STATED PROBLEM: Return, word for word, the part of the comment thread below that runs from "Zeek shut up- yours" up to and including "hard for me ;)".

TEXT BLOCK:
Bark's Book Nonsense Your review is so much smarter and much more insightful than mine. A lot of this book went over my head, methinks!

message 2: by Zeek (last edited Aug 29, 2011 10:26AM) (new) - rated it 4 stars

Zeek shut up- yours is just fine. :)

message 3: by Bark's Book Nonsense (last edited Aug 29, 2011 10:28AM) (new) - rated it 4 stars

Bark's Book Nonsense Nah, I need to do a reread. I listened on audio and dozed for a bit on disc 2. These classics are hard for me ;)

message 4: by Zeek (last edited Aug 29, 2011 10:40AM) (new) - rated it 4 stars

Zeek I listened to it on audio and the switching back and forth bit was hard to follow- my other issue with the audio was Michael York's reading of it. Although I will love him forever for playing Tybalt in Romeo and Juliet, I chuckled often at his falsettos... reminded me of Monty Python!

But, I've always been drawn to post apocalyptic/ and or Dystopian fiction (read the books, saw the movies) and some of the themes are common to all of them... ::shrug::

Plus I purposefully pick classics for when I'm doing mindless work- makes it easier to keep plugging away at both!

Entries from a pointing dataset
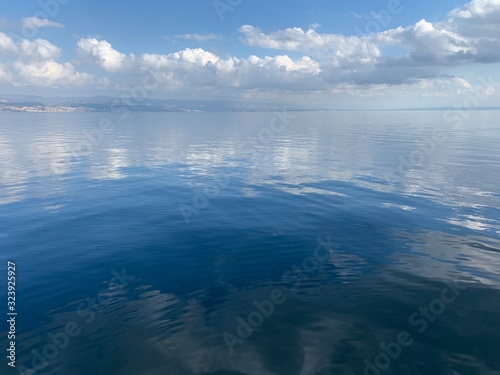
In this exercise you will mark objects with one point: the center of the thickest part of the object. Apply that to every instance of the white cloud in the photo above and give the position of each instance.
(35, 22)
(39, 49)
(476, 8)
(6, 43)
(198, 37)
(103, 54)
(49, 73)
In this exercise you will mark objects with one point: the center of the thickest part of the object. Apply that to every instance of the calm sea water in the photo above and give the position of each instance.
(252, 243)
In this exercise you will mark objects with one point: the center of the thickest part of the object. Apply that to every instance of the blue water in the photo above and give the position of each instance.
(252, 243)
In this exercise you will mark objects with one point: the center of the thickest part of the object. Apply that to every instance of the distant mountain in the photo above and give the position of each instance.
(104, 103)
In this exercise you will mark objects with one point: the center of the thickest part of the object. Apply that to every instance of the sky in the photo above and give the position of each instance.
(330, 54)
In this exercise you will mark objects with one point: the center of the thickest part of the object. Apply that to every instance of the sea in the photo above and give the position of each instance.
(250, 243)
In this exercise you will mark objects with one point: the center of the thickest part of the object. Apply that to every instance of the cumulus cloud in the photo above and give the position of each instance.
(35, 22)
(39, 49)
(103, 54)
(6, 43)
(197, 37)
(49, 73)
(34, 63)
(297, 60)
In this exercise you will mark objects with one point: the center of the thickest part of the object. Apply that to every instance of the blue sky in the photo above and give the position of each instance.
(335, 54)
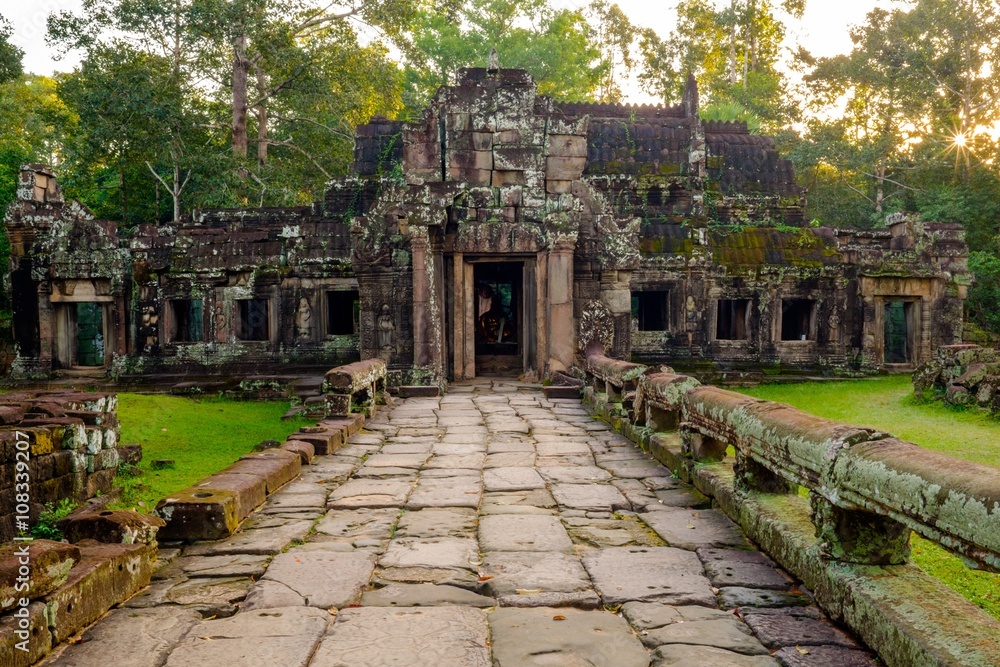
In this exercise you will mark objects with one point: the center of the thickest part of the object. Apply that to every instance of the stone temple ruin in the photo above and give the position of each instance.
(502, 232)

EXERCISE ANSWER:
Zeek shut up- yours is just fine. :)

message 3: by Bark's Book Nonsense (last edited Aug 29, 2011 10:28AM) (new) - rated it 4 stars

Bark's Book Nonsense Nah, I need to do a reread. I listened on audio and dozed for a bit on disc 2. These classics are hard for me ;)